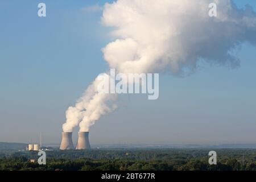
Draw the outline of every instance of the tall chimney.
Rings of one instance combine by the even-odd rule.
[[[74,149],[74,145],[72,142],[72,132],[63,132],[60,150]]]
[[[90,148],[89,142],[89,132],[79,132],[79,138],[76,150]]]

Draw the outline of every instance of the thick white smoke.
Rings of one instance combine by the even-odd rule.
[[[212,2],[217,17],[209,16]],[[104,59],[125,73],[182,73],[193,71],[200,59],[233,67],[240,61],[230,52],[243,42],[256,44],[255,13],[231,0],[118,0],[105,5],[102,22],[114,27],[117,37],[102,49]],[[64,131],[80,122],[80,131],[88,131],[115,108],[109,102],[113,96],[97,92],[97,80],[67,111]]]

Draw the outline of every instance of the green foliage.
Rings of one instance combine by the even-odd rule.
[[[256,150],[216,150],[217,165],[209,165],[210,150],[90,150],[47,151],[47,164],[37,152],[0,151],[0,170],[11,171],[256,171]],[[30,163],[30,159],[35,159]]]

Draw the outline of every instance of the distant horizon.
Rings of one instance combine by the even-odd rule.
[[[46,17],[0,2],[0,140],[256,143],[256,1],[214,1],[212,17],[210,0],[115,1],[44,0]],[[159,73],[159,97],[84,94],[111,68]]]

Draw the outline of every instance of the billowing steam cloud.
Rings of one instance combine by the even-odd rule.
[[[209,16],[212,2],[217,17]],[[102,22],[115,28],[117,37],[102,49],[104,59],[125,73],[183,73],[193,71],[199,60],[236,67],[240,60],[232,51],[245,42],[256,44],[255,13],[249,6],[237,9],[231,0],[118,0],[105,5]],[[98,79],[67,111],[64,131],[79,123],[86,131],[116,107],[115,96],[97,93]]]

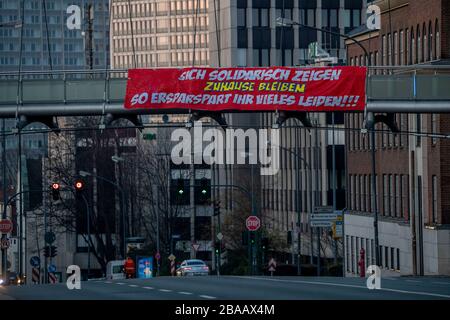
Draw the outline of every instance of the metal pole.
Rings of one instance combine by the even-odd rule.
[[[18,159],[18,181],[19,181],[19,193],[20,193],[20,197],[19,197],[19,277],[22,278],[22,265],[23,265],[23,212],[22,212],[22,136],[20,134],[20,128],[18,131],[18,153],[19,153],[19,159]]]
[[[3,214],[2,214],[2,219],[6,219],[7,218],[7,198],[8,196],[6,195],[7,193],[7,188],[6,188],[6,135],[5,135],[5,119],[3,119],[3,126],[2,126],[2,175],[3,175],[3,179],[2,179],[2,183],[3,183]],[[7,234],[3,234],[2,235],[2,240],[6,239]],[[3,280],[6,283],[7,280],[7,253],[8,253],[8,249],[2,249],[2,274],[3,274]]]
[[[375,160],[375,124],[370,131],[370,137],[372,140],[372,205],[373,205],[373,228],[374,228],[374,238],[375,238],[375,261],[377,266],[380,265],[380,252],[379,252],[379,240],[378,240],[378,208],[377,208],[377,183],[376,183],[376,160]]]
[[[120,194],[122,197],[122,205],[121,205],[121,211],[122,211],[122,238],[123,238],[123,258],[126,258],[127,255],[127,238],[126,238],[126,229],[127,229],[127,223],[126,223],[126,217],[125,217],[125,211],[126,211],[126,205],[125,205],[125,193],[123,192],[122,187],[117,185],[117,188],[120,190]]]
[[[332,125],[333,125],[333,138],[332,138],[332,143],[333,145],[331,146],[331,153],[332,153],[332,167],[333,167],[333,211],[336,210],[336,143],[335,143],[335,130],[334,130],[334,125],[335,125],[335,121],[334,121],[334,112],[331,113],[331,120],[332,120]],[[336,240],[332,240],[333,241],[333,245],[334,245],[334,263],[337,263],[337,242]]]
[[[298,132],[297,132],[298,133]],[[297,232],[297,251],[298,251],[298,257],[297,257],[297,274],[299,276],[302,275],[302,246],[301,246],[301,241],[302,241],[302,214],[300,212],[300,157],[299,157],[299,153],[298,153],[298,146],[299,146],[299,141],[298,141],[298,137],[299,134],[297,134],[297,139],[296,139],[296,147],[297,147],[297,182],[296,182],[296,188],[297,188],[297,223],[298,223],[298,232]]]

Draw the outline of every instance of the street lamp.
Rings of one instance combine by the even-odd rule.
[[[88,177],[88,176],[91,176],[91,177],[94,177],[94,178],[97,178],[97,179],[106,181],[106,182],[112,184],[113,186],[115,186],[115,187],[119,190],[119,192],[120,192],[120,194],[121,194],[121,206],[120,206],[120,211],[122,212],[123,257],[125,258],[125,255],[126,255],[126,253],[127,253],[127,247],[126,247],[126,236],[125,236],[125,232],[126,232],[126,227],[125,227],[125,225],[126,225],[126,224],[125,224],[125,210],[124,210],[124,208],[125,208],[125,193],[124,193],[123,189],[122,189],[117,183],[115,183],[114,181],[109,180],[109,179],[107,179],[107,178],[105,178],[105,177],[98,176],[98,175],[96,175],[96,174],[93,174],[93,173],[90,173],[90,172],[87,172],[87,171],[83,171],[83,170],[80,170],[78,173],[79,173],[79,175],[82,176],[82,177]]]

▸ TASK GOAL:
Tally the lines of the records that contain the word "every", and give only that number.

▸ REPLY TO THE TASK:
7